[Testo fornito]
☆ ☆ ☆ ☆

Negli Usa, intanto, il Wall Street Journal titola: «World health coronavirus disinformation». Traduzione: «La disinformazione mondiale della sanità sul coronavirus». Nell’articolo, il quotidiano accusa l’Oms di aver gestito malamente la pandemia. Fin dalla sua comparsa in Cina. Sarebbe Ghebreyesus il principale «responsabile della maggior parte degli errori commessi». Alcuni funzionari di Taiwan, Paese in pessimi rapporti con la Repubblica popolare, avrebbero avvertito già il 31 dicembre 2019: c’erano prove, sostengono, del contagio tra persone.

☆ ☆ ☆ ☆

[Dati da esaminare]
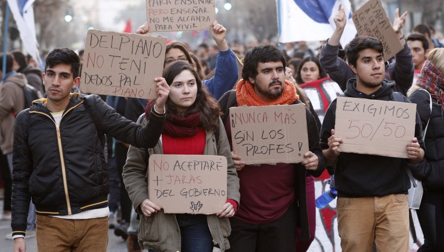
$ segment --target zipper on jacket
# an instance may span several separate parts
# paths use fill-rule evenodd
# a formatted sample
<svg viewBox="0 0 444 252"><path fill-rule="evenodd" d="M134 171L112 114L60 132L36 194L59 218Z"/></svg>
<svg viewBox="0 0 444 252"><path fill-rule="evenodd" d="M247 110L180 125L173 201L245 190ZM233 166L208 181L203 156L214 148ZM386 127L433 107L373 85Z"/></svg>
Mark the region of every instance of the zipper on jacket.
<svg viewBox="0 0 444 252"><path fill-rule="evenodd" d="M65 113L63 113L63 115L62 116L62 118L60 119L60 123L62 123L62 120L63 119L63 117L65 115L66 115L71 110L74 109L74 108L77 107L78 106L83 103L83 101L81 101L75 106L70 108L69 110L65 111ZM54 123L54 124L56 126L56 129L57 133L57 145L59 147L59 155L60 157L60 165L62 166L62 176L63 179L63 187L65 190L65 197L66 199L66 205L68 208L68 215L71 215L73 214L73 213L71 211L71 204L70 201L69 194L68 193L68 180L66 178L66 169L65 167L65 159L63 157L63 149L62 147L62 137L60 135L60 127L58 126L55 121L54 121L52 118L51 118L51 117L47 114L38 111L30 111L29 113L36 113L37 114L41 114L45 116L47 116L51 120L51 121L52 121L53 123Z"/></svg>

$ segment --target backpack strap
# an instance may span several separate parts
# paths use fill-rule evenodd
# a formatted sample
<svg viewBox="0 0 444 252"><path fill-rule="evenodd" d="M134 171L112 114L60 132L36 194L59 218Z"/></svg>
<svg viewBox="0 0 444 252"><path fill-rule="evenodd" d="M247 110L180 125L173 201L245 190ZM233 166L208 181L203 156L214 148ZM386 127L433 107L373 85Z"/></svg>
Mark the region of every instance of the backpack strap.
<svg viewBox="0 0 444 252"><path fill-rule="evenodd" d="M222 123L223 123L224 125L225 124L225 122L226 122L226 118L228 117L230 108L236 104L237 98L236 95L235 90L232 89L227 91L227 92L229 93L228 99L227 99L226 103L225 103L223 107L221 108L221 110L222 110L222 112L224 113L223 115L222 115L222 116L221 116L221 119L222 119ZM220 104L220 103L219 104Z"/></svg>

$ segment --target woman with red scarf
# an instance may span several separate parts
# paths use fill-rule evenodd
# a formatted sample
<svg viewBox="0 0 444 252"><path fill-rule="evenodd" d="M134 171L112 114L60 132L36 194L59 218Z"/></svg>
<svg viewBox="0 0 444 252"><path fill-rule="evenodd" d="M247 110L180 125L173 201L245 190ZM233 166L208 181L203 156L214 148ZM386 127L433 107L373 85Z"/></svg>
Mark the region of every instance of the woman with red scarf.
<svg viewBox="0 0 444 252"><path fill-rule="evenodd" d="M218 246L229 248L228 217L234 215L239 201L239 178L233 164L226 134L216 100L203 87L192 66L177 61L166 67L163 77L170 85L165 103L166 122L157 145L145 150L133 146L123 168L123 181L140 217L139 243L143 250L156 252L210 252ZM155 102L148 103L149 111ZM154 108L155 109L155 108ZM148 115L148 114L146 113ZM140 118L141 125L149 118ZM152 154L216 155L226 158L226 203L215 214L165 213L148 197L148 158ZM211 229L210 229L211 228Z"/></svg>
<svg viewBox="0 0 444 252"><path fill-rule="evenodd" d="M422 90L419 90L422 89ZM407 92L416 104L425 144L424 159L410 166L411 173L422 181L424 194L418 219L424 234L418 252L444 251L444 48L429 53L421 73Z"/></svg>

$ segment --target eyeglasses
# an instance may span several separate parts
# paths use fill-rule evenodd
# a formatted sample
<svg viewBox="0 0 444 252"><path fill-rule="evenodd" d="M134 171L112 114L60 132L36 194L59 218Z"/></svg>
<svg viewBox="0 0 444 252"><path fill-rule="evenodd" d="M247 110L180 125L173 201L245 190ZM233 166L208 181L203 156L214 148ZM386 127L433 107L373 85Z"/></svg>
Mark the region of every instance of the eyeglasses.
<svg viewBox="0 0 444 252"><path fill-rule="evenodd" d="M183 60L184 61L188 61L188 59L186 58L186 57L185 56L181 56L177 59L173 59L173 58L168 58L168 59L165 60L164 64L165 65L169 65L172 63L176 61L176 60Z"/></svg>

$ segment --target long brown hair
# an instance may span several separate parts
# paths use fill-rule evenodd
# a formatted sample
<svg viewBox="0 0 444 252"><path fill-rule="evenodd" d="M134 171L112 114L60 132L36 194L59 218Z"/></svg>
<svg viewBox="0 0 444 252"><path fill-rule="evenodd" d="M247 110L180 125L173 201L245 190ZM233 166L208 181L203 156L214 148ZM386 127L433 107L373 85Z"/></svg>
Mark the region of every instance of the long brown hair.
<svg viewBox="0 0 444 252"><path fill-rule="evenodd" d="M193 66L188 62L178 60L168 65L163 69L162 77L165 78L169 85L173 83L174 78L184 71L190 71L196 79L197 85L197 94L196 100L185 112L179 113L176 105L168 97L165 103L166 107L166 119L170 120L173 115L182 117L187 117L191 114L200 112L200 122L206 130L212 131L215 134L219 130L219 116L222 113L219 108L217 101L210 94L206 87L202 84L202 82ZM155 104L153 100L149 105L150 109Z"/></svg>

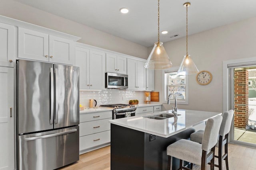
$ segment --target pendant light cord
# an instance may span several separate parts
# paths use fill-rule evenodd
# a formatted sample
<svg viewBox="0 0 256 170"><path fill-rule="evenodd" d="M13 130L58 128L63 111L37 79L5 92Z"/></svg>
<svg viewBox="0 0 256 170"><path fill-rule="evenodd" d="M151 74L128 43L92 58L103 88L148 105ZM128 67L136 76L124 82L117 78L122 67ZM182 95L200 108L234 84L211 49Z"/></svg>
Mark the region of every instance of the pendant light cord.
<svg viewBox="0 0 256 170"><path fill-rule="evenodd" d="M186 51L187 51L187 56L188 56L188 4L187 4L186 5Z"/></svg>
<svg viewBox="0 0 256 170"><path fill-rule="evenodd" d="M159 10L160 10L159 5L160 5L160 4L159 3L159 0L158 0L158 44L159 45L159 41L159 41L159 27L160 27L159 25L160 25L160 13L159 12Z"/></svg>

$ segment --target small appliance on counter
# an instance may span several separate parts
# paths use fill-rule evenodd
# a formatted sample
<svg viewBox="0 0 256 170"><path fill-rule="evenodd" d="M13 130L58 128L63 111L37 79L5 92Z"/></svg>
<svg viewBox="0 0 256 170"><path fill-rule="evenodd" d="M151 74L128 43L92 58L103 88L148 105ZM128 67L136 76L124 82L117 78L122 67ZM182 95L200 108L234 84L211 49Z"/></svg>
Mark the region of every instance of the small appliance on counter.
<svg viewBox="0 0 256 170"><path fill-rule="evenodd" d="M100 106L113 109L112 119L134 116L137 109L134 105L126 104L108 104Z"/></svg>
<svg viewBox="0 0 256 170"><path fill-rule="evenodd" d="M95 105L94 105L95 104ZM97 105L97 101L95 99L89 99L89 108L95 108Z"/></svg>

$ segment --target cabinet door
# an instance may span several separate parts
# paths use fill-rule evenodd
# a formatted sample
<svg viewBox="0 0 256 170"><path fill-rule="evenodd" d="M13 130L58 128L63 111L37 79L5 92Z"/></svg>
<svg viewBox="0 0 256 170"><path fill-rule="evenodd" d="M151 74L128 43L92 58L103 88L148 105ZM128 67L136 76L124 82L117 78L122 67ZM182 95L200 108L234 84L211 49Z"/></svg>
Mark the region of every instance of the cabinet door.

☆ ☆ ☆ ☆

[Da fare]
Rispondi a queste domande sul testo fornito:
(a) Quale quotidiano accusa l'Oms di aver gestito male la pandemia?
(b) Secondo l'articolo, chi sarebbe il principale responsabile della maggior parte degli errori?
(c) In che giorno alcuni funzionari di Taiwan avrebbero dato l'avvertimento?
Le righe non servono per rispondere.

[Risposta]
(a) Il Wall Street Journal.
(b) Ghebreyesus.
(c) Il 31 dicembre 2019.